▶ PROBLEM TO WORK ON
Reproduce, with no changes, the line where "Where can the green bollard" appears and every subsequent line of the listing, the last one included.

▶ DATA IN THIS EXERCISE
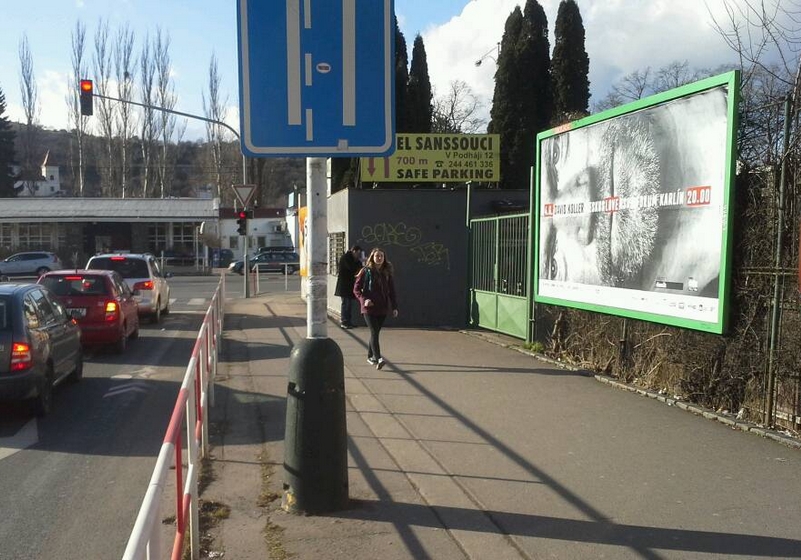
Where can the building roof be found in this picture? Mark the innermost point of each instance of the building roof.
(63, 209)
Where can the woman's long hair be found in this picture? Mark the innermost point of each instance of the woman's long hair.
(386, 268)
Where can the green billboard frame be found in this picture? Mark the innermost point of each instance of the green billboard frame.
(729, 80)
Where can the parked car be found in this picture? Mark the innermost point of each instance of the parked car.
(30, 263)
(269, 261)
(144, 277)
(222, 257)
(100, 301)
(275, 250)
(40, 345)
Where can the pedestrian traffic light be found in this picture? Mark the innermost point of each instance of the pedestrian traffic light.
(87, 92)
(242, 222)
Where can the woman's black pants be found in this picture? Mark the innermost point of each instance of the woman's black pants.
(375, 322)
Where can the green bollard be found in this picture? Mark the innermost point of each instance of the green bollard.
(315, 441)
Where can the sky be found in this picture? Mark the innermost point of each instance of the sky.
(621, 36)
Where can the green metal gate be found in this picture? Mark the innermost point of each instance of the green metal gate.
(499, 274)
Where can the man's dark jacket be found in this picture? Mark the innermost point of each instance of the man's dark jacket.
(347, 269)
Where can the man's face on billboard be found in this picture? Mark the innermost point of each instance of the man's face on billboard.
(585, 239)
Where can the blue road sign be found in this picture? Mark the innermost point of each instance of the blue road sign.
(316, 77)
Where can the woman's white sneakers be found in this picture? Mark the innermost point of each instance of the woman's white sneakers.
(379, 363)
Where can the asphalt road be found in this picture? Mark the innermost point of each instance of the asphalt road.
(71, 484)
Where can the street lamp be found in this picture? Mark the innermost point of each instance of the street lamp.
(496, 49)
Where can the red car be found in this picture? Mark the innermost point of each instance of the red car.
(100, 301)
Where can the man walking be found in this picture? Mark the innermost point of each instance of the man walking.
(349, 265)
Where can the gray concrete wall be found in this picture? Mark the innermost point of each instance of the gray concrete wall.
(424, 235)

▶ SOLUTION TO THE EXERCISE
Where can the green bollard be found in this picture? Mark the innermost point of each instance of the green bollard.
(315, 441)
Where can the sky be found in this picture? Mark the innermost point of each instance of the sky.
(621, 36)
Where can the green metal gate be found in this picture? Mark the innermost point of each instance of the green metal gate.
(499, 274)
Where can the man's dark jacket be found in this picture? Mark the innermost point of each instance of the man's dark jacket.
(347, 269)
Where can the man's face on billboard be found in this picture? Mark the innermost point of each instance of the man's face on billboard.
(585, 239)
Where can the blue road sign be found in this picture? Mark the innermost point of each instance of the blue road sign.
(316, 77)
Where can the woman's white sneakers be found in this picture? Mark the innermost point of each instance of the woman's white sneakers.
(379, 363)
Where can the asphalt road be found in this picture? Mark the innermost point of each instance of the asphalt road.
(71, 484)
Where can the street lamp be found in this picture? Mark the innermost point of each instance of the street lamp.
(496, 49)
Where can the red car be found in this picture? Mark the innermost point of each instance of the red car.
(100, 301)
Where can the man walking be found in this picture? Mark the innermost point of each instance of the man walking.
(349, 265)
Where can the gray concrete wall be found in this picture? Mark the innermost point of each instance of the gray concrete wall.
(424, 235)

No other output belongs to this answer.